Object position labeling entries
◆ ◆ ◆ ◆

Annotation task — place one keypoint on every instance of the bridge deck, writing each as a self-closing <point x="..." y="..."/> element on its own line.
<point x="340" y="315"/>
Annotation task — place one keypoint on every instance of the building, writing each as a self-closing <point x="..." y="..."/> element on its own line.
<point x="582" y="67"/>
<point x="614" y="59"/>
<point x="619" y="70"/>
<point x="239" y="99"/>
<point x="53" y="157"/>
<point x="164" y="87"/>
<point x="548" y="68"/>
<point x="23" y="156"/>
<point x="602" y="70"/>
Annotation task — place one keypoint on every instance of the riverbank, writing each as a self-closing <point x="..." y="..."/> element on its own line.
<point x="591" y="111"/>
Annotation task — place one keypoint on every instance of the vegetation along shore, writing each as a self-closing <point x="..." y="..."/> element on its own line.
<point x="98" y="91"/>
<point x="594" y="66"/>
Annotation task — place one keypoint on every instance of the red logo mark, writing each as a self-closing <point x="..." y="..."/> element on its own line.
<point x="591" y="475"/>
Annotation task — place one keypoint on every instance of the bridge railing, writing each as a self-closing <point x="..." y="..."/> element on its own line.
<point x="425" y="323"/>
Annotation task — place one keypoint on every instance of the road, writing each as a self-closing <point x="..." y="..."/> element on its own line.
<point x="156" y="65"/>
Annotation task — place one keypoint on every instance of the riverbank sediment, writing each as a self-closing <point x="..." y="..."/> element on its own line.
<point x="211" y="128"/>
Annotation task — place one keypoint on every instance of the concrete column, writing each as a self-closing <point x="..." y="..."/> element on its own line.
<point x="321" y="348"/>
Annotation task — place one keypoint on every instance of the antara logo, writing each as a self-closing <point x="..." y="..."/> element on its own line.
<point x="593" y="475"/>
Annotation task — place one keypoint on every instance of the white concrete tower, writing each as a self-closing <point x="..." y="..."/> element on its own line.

◆ ◆ ◆ ◆

- [Set task] All lines from the one containing "the riverbank, writing" through the end of the records, both ends included, are to be quoted exactly; please add nothing else.

- [Task response]
Annotation task — place one keypoint on every instance of the riverbank, writing each as a self-closing <point x="..." y="..."/> element on its own line.
<point x="591" y="111"/>
Annotation task — place one keypoint on every instance of the vegetation along shore, writing each as a self-closing <point x="..." y="..."/> element on its own line.
<point x="98" y="91"/>
<point x="594" y="66"/>
Annotation task — place one keypoint on every instance of the red logo mark, writing each as a self-closing <point x="..." y="..."/> element on its own line.
<point x="591" y="475"/>
Annotation task — place one keypoint on every instance of the bridge railing, writing each as a self-closing <point x="..." y="..."/> element on its own line.
<point x="425" y="323"/>
Annotation task — place one keypoint on every instance of the road, writing each as a self-closing <point x="..." y="..."/> element on its own line.
<point x="156" y="65"/>
Annotation task — place one keypoint on every instance of the riverbank sediment, writing each as a self-closing <point x="..." y="..."/> element on its own line.
<point x="211" y="128"/>
Annotation task — place one keypoint on every instance of the concrete column, writing each as a self-closing <point x="..." y="..."/> element on its own line.
<point x="321" y="348"/>
Annotation task — place one keypoint on every instance of the antara logo, writing each as a self-closing <point x="..." y="..."/> element on its own line.
<point x="593" y="475"/>
Annotation task — place one keypoint on every instance of the white concrete tower, writing each as a self-closing <point x="..." y="..."/> element on its own line.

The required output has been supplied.